EXERCISE INSTRUCTIONS:
Look in the material below for the line with "Where can the bird's yellow" and the line with "Where can the girl's face", then set down exactly those two lines and all lines between, nothing more.

- - - - - - -

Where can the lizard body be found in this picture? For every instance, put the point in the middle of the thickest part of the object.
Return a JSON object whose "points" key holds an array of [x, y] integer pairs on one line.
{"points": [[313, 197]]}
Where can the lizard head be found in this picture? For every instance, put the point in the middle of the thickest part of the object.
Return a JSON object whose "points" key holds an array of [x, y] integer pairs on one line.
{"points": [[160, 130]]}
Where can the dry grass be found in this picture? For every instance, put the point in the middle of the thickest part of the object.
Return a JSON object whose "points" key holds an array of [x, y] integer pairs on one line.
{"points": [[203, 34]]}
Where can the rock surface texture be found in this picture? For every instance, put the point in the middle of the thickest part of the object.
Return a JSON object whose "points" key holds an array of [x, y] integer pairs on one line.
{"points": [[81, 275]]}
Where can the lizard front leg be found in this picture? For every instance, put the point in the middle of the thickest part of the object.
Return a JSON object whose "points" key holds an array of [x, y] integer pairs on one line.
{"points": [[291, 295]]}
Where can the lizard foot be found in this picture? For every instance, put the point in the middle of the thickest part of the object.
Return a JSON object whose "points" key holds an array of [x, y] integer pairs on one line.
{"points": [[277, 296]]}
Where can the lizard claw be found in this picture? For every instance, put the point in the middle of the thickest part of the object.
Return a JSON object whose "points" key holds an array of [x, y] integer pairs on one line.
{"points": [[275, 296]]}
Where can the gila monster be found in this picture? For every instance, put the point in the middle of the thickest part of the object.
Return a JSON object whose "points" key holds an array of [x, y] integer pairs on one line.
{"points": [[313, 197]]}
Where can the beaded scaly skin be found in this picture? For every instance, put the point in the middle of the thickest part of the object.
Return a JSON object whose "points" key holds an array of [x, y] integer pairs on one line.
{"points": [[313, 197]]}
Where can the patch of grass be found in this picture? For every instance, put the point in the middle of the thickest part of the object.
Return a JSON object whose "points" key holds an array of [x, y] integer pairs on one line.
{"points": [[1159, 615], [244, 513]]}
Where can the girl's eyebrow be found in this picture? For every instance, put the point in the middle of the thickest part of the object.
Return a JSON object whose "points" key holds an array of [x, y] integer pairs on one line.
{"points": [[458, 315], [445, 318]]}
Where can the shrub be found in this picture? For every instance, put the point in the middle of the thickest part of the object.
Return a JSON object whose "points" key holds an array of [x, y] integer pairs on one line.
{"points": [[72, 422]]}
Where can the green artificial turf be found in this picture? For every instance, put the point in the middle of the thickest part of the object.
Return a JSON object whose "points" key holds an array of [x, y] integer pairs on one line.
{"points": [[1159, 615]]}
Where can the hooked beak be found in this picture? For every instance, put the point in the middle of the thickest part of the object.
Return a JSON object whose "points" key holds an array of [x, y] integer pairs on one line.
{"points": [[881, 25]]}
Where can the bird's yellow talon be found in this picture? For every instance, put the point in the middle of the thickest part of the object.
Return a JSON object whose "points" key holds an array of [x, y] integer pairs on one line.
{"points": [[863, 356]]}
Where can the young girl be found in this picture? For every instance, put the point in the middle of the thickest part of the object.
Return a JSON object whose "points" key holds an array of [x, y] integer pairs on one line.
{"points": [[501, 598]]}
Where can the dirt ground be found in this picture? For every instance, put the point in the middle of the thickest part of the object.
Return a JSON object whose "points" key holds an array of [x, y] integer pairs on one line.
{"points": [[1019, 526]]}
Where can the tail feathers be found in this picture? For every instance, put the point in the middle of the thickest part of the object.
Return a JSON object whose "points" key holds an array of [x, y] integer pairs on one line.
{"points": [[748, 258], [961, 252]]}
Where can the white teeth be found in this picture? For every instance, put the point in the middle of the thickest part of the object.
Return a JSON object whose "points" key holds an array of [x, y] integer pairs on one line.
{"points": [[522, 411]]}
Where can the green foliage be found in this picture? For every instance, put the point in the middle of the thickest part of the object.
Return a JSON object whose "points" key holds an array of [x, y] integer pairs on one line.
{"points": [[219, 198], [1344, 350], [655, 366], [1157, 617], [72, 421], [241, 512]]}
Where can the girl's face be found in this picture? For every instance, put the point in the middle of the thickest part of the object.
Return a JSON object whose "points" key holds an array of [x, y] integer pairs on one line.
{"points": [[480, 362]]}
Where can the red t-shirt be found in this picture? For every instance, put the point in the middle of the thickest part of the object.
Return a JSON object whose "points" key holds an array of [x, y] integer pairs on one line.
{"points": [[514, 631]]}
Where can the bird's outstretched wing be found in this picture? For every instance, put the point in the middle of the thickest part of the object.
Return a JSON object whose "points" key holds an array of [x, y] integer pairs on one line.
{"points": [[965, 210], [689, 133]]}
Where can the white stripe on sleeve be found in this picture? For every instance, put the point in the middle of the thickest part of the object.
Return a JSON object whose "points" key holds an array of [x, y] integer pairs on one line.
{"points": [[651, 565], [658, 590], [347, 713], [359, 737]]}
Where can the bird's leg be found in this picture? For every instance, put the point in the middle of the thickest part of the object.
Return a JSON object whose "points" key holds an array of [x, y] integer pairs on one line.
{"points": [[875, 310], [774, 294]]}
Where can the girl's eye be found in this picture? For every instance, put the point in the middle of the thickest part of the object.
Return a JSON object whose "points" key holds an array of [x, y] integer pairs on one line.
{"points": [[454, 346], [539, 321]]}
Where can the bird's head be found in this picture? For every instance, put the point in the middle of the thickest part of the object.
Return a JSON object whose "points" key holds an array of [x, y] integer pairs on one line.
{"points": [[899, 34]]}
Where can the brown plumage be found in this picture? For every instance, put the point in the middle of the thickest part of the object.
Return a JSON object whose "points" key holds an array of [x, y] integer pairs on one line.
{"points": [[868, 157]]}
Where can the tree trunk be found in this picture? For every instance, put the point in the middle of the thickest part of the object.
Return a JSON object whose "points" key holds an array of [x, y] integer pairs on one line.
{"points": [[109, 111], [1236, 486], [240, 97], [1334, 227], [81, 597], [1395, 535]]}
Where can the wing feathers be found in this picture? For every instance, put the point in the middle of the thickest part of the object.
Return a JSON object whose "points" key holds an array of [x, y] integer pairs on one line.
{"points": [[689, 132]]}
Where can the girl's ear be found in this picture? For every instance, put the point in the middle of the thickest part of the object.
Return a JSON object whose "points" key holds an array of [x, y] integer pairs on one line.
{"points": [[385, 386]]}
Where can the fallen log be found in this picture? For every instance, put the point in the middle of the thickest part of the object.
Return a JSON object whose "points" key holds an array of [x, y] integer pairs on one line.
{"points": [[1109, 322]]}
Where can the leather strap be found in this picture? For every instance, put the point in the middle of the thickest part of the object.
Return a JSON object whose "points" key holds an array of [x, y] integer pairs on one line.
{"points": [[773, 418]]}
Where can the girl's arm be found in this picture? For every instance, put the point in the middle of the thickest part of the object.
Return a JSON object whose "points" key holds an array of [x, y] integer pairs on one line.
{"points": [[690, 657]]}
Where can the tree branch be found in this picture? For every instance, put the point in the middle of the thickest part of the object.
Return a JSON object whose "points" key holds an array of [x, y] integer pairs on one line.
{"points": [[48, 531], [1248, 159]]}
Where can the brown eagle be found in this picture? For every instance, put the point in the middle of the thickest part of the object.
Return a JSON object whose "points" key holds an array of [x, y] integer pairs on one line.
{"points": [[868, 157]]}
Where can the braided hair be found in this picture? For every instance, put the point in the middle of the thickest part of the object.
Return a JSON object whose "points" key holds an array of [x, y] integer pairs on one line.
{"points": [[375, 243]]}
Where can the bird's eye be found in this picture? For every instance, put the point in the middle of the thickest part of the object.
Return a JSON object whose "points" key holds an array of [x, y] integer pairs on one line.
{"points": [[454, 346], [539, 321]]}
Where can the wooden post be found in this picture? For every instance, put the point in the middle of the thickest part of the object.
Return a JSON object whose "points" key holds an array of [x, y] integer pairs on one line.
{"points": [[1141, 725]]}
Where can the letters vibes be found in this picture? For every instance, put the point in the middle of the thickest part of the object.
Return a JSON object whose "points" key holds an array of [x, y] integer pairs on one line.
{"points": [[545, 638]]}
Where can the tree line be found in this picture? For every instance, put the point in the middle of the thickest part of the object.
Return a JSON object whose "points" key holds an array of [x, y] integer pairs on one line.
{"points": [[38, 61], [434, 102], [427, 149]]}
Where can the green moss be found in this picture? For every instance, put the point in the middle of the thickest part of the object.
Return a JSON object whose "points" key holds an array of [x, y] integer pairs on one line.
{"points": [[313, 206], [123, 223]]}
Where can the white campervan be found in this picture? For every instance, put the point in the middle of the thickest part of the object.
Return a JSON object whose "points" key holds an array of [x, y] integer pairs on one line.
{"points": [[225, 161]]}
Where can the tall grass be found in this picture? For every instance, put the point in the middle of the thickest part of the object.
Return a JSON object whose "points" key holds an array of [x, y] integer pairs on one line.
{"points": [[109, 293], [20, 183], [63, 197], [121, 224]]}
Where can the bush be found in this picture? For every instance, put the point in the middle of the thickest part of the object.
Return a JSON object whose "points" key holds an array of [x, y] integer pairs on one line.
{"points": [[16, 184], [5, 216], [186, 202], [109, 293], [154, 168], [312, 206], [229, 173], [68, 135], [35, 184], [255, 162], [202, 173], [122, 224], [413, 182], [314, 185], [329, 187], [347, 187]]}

- - - - - - -

WRITTEN SOLUTION:
Where can the bird's yellow talon be found in this picture? For every instance, put the point in the middle of the thickest part of the object.
Return a JSON object whose "points" key holds an array of [x, y] integer pairs on one line.
{"points": [[863, 356]]}
Where can the young girl be found in this picture? For every instance, put the point in the middle of the thickest part of the object.
Return a JSON object whose "points" key holds an array of [x, y] integer pairs on one line.
{"points": [[501, 598]]}
Where can the dirt ground be found in this picture? For every instance, put the point in the middle of the thickest part of the object.
Return a JSON object whose "points" key holds an array of [x, y] integer pairs on one line.
{"points": [[1019, 526]]}
Where can the tail feathers be found in this picture? For every instance, put the point in the middle of the thickest part of the object.
Return a JSON object whose "points" key holds an array of [x, y] integer pairs on one line.
{"points": [[748, 258], [961, 252]]}
Where can the white teeth be found in this picture? For every instance, put the point in the middle of the thickest part of the object.
Return a JSON object whose "points" key holds an array of [x, y] integer pairs on one line.
{"points": [[522, 411]]}
Where can the green foliage be found in this picture? For every instance, put the point in the middle of the thickest part of the object.
Return a JSON object whose "points" key holds an array of [x, y] integer pairs on one line.
{"points": [[219, 198], [1344, 350], [655, 366], [1157, 617], [72, 421], [241, 512]]}
Where can the girl's face be found in this picture? For every instance, put the point in the middle of the thickest part of the object.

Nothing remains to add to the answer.